[REQUEST A]: Translate into Spanish this sentence from the album overview: "Your Turn to Fall is the seventh Jandek album, and was released as Corwood 0745."

[PAGE EXCERPT]:
=====
Your Turn to Fall is the seventh Jandek album, and was released as Corwood 0745. It was reissued on CD in 2001.

Overview 

Your Turn to Fall marks something of a transition in Corwood history, for several reasons. For one, drums again appear on "John Plays Drums." Curiously, this turns out to be the same song sung by Nancy on "Nancy Sings" from Chair Beside a Window and which appears in a more standard acoustic/vocal form as "Birthday" from The Rocks Crumble. Here the principal artist plucks the guitar and sings, while one "John" plays the drums, something he doesn't seem to have done before, though the shambling rhythm produced fits the Jandek music style.
=====
[TASK INPUTS]:
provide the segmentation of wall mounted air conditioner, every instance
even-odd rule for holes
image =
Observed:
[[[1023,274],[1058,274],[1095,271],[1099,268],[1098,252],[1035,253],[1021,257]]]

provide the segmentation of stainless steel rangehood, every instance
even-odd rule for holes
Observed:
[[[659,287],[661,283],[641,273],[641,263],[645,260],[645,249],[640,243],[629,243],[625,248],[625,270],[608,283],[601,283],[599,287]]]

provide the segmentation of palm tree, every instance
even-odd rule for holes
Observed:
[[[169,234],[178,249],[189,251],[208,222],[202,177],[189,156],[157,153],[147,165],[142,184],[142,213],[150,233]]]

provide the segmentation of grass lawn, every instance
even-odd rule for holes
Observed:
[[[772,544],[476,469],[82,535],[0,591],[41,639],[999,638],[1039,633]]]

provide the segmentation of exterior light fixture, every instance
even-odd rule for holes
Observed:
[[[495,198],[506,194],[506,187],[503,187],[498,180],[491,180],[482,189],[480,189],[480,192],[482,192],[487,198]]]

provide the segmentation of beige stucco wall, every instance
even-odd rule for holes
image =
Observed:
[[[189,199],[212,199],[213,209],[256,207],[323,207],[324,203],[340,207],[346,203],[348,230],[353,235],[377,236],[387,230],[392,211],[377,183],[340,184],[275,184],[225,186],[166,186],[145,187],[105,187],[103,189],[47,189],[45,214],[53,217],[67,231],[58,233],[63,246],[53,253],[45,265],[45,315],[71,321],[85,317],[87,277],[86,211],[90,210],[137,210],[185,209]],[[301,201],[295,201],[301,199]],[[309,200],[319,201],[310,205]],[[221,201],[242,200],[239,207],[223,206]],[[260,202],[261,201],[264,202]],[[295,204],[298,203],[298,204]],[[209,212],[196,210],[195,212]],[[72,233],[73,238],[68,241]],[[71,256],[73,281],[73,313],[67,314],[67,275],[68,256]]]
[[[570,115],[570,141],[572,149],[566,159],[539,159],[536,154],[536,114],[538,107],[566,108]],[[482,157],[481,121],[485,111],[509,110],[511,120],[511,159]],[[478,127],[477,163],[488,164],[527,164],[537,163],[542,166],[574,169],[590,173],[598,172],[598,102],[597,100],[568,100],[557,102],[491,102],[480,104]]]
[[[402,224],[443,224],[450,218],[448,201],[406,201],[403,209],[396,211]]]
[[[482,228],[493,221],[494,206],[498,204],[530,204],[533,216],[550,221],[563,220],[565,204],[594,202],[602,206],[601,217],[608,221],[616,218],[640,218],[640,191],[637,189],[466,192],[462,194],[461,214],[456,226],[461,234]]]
=====
[REQUEST B]: Collect every line of the records that contains the word "instance". Case counts.

[COMPLETE OUTPUT A]: Your Turn to Fall es el séptimo álbum de Jandek y se publicó como Corwood 0745.

[COMPLETE OUTPUT B]:
provide the segmentation of wall mounted air conditioner, every instance
provide the segmentation of stainless steel rangehood, every instance
provide the segmentation of palm tree, every instance
provide the segmentation of grass lawn, every instance
provide the segmentation of exterior light fixture, every instance
provide the segmentation of beige stucco wall, every instance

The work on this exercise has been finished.